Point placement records

-=-=-=-=-

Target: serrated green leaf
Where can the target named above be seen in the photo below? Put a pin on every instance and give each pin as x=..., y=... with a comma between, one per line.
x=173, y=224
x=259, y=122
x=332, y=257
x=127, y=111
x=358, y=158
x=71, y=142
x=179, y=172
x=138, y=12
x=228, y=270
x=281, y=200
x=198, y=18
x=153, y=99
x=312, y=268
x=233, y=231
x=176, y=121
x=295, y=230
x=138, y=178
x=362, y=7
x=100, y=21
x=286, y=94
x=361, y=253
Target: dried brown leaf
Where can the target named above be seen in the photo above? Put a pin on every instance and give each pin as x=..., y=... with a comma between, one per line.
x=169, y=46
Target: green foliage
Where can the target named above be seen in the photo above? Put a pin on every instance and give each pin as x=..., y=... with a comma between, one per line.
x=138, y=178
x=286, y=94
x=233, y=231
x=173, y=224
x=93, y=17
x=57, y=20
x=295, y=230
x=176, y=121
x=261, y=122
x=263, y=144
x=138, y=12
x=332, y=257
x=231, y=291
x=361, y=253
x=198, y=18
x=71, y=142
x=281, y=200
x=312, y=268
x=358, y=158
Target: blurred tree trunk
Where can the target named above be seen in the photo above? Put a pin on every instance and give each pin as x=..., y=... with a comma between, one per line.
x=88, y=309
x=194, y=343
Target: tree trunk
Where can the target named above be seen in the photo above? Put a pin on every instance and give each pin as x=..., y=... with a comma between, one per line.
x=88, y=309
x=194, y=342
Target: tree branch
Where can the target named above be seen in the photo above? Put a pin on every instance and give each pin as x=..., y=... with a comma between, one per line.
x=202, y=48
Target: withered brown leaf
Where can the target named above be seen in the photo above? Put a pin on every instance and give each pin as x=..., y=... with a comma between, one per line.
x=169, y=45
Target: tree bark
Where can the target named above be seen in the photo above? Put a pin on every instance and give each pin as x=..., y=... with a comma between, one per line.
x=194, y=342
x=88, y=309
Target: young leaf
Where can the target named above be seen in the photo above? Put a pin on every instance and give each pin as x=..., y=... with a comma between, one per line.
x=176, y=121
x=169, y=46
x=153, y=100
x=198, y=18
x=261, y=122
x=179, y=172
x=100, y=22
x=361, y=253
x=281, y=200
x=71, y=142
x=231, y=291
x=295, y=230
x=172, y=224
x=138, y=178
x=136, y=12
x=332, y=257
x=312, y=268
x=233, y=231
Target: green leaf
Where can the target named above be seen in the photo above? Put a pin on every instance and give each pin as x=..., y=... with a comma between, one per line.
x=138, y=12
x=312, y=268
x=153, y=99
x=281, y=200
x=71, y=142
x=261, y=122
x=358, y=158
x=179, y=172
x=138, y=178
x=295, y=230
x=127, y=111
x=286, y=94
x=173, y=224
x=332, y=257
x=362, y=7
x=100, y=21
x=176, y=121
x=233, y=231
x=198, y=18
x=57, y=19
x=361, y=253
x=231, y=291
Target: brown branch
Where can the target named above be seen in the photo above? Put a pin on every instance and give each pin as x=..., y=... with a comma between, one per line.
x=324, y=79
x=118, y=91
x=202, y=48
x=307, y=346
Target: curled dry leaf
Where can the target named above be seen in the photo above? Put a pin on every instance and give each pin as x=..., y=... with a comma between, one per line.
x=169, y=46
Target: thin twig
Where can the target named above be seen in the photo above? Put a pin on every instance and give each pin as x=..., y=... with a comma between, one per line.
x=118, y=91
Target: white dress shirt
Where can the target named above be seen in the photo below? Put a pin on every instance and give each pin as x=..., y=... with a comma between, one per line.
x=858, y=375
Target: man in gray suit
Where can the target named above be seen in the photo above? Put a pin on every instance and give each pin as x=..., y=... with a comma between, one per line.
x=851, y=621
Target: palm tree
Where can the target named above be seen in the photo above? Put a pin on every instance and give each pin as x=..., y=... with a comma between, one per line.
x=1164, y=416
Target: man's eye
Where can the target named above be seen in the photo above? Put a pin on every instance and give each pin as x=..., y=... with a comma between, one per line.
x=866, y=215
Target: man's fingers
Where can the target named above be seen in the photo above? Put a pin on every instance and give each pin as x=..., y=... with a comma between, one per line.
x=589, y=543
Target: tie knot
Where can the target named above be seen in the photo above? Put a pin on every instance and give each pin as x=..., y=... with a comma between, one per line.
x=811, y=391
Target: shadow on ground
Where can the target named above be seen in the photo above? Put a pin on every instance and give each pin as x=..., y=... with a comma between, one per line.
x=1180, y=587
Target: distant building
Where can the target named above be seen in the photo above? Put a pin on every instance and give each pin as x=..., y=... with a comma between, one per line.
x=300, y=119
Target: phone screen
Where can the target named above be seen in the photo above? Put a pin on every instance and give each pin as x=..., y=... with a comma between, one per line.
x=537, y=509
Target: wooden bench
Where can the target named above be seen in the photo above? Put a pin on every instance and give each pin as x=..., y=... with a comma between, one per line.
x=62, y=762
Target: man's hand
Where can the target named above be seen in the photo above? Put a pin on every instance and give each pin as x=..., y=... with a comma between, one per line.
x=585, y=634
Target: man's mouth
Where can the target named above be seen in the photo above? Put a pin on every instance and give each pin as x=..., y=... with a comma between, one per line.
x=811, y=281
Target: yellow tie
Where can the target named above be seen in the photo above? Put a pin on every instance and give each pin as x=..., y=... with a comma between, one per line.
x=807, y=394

-=-=-=-=-

▶ **REQUIRED TASK**:
Rewrite the stretch of records from the line containing "Target: man's eye" through the end of the records as a two-column CSV with the headers text and answer, one row per record. Put each record's text and its answer in one quoted field apiece, with line breaks replaced by spaces.

▶ **COMPLETED TASK**:
text,answer
"Target: man's eye Where can the target named above be seen in the photo above? Put a pin on every instance and give each pin as x=..., y=... with a comma between, one per line.","x=866, y=215"
"Target: man's fingers Where can the target named above be seen in the photo above? Put a pin on every instance and give each pin as x=..., y=... with a comma between, one per line.","x=589, y=543"
"Target: tie knot Where can the target named above be seen in the photo above? Put a pin on every instance and give each pin as x=..., y=... with a comma between, one per line.","x=811, y=391"
"Target: shadow on ground Where can the target named above be seen in the photo above? Put a pin on every instance and give each pin as x=..., y=... with a comma between, one per line.","x=1180, y=587"
"Target: distant building Where can the target named above be seen in the photo above? Put a pin on every instance and give each pin as x=..., y=... with a comma between, one per line.","x=300, y=119"
"Target: phone screen Where can the target named above be seen in the photo above? Put a pin on every instance and give each pin as x=..., y=... with a comma between, one per line.","x=537, y=509"
"Target: wooden bench Where can the target named above be seen in the photo above? Put a pin on every instance and give each pin as x=..., y=... with a comma between, one per line.","x=62, y=762"
"Target: man's hand Where can the target named above be seen in the photo above? Put a pin on every instance and give each pin as x=..., y=... with a comma between, one per line.","x=585, y=634"
"Target: man's mouth Where can the target named above be seen in the photo above? Put a pin on every instance and give each pin as x=..., y=... with a comma between, one per line.","x=811, y=281"
"Target: yellow tie Where can the target named above be seen in the photo above? Put a pin on every instance and give each pin as x=..., y=... with a comma between, one per line.","x=807, y=394"